▶ _WHAT TO DO_
Convert every line of the items below into a Markdown table with two columns, Row and Line. Number the rows in order and leave out any blank lines.

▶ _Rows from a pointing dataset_
+ + +
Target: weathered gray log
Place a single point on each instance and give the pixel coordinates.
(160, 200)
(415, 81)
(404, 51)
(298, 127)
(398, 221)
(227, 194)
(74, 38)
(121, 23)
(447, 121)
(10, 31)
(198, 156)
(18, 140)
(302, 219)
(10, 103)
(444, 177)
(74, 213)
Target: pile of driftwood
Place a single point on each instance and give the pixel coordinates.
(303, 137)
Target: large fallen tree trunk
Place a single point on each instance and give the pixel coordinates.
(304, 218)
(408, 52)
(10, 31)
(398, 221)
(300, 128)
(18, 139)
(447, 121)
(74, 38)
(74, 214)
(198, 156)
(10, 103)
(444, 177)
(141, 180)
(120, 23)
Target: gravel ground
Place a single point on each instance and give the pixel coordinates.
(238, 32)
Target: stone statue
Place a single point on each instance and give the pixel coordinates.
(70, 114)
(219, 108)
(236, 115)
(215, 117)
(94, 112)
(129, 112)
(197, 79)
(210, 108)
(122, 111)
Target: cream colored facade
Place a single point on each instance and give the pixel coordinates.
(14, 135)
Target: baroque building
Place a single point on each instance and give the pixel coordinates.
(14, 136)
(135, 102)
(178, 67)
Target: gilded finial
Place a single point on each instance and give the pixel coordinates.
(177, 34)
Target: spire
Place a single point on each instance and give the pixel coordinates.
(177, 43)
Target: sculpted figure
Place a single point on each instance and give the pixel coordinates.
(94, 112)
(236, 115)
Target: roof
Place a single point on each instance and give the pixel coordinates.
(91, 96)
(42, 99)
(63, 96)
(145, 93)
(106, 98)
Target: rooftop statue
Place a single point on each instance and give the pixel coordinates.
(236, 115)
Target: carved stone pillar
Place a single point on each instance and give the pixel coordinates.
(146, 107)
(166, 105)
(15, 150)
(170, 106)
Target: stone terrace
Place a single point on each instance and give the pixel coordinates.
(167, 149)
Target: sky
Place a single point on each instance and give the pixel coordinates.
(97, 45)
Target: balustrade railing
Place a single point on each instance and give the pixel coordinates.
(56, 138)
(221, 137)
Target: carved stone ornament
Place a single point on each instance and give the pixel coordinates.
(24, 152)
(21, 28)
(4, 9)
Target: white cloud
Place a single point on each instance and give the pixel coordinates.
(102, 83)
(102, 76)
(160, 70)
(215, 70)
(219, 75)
+ + +
▶ _FULL OUTPUT_
| Row | Line |
|---|---|
| 1 | Target: weathered gray log |
| 2 | Place a single point on each instance and give the pixel coordinates. |
| 3 | (160, 200) |
| 4 | (415, 81) |
| 5 | (404, 51) |
| 6 | (298, 127) |
| 7 | (398, 221) |
| 8 | (227, 194) |
| 9 | (74, 38) |
| 10 | (121, 23) |
| 11 | (447, 121) |
| 12 | (10, 31) |
| 13 | (198, 156) |
| 14 | (18, 140) |
| 15 | (302, 219) |
| 16 | (10, 103) |
| 17 | (444, 177) |
| 18 | (74, 213) |
| 19 | Target: pile of driftwood |
| 20 | Place a single point on each instance and give the pixel coordinates. |
| 21 | (303, 137) |
| 22 | Target: large fallen tree trunk |
| 23 | Place a single point on each instance and give the pixel coordinates. |
| 24 | (304, 218) |
| 25 | (408, 52) |
| 26 | (10, 31) |
| 27 | (398, 221) |
| 28 | (300, 128) |
| 29 | (18, 139) |
| 30 | (447, 121) |
| 31 | (74, 38) |
| 32 | (74, 214) |
| 33 | (198, 156) |
| 34 | (10, 103) |
| 35 | (444, 177) |
| 36 | (141, 180) |
| 37 | (120, 23) |
| 38 | Target: gravel ground |
| 39 | Place a single point on each instance and give the pixel coordinates. |
| 40 | (238, 32) |
| 41 | Target: stone statue |
| 42 | Place a single point on each instance and give the pixel coordinates. |
| 43 | (70, 114) |
| 44 | (219, 108) |
| 45 | (236, 115) |
| 46 | (215, 117) |
| 47 | (94, 112) |
| 48 | (129, 112) |
| 49 | (197, 79) |
| 50 | (210, 108) |
| 51 | (122, 111) |
| 52 | Target: cream colored facade |
| 53 | Place a single point on each instance and give the pixel coordinates. |
| 54 | (14, 135) |
| 55 | Target: baroque building |
| 56 | Place a single point on each instance and give the pixel coordinates. |
| 57 | (14, 136) |
| 58 | (135, 102) |
| 59 | (178, 67) |
| 60 | Target: gilded finial |
| 61 | Place a single point on each instance and give the pixel coordinates. |
| 62 | (177, 34) |
| 63 | Target: spire |
| 64 | Place a single point on each instance and give the pixel coordinates. |
| 65 | (177, 43) |
| 66 | Target: sculpted figure |
| 67 | Place a single point on each instance and give the pixel coordinates. |
| 68 | (94, 112) |
| 69 | (236, 115) |
| 70 | Target: roof |
| 71 | Place a single point on each instance and give the pixel coordinates. |
| 72 | (91, 96) |
| 73 | (42, 99) |
| 74 | (63, 96) |
| 75 | (145, 93) |
| 76 | (106, 98) |
| 77 | Target: rooftop statue |
| 78 | Place a single point on each instance and give the pixel coordinates. |
| 79 | (236, 115) |
| 80 | Target: carved stone pillar |
| 81 | Place a single point on each instance and give the pixel coordinates. |
| 82 | (146, 107) |
| 83 | (166, 105) |
| 84 | (15, 150) |
| 85 | (170, 106) |
| 86 | Target: stone terrace |
| 87 | Place a single point on each instance and give the pixel coordinates. |
| 88 | (167, 149) |
| 89 | Target: sky |
| 90 | Place a single point on each instance and give the pixel coordinates. |
| 91 | (97, 45) |
| 92 | Target: balustrade railing |
| 93 | Place a single point on each instance and give the pixel coordinates. |
| 94 | (56, 138) |
| 95 | (221, 137) |
| 96 | Target: carved stone ornament |
| 97 | Place a single point on each instance and give the pixel coordinates. |
| 98 | (24, 152) |
| 99 | (21, 28) |
| 100 | (4, 9) |
| 101 | Target: white cloud |
| 102 | Place a single point on each instance and give the pixel coordinates. |
| 103 | (102, 83) |
| 104 | (102, 76) |
| 105 | (160, 70) |
| 106 | (215, 70) |
| 107 | (219, 75) |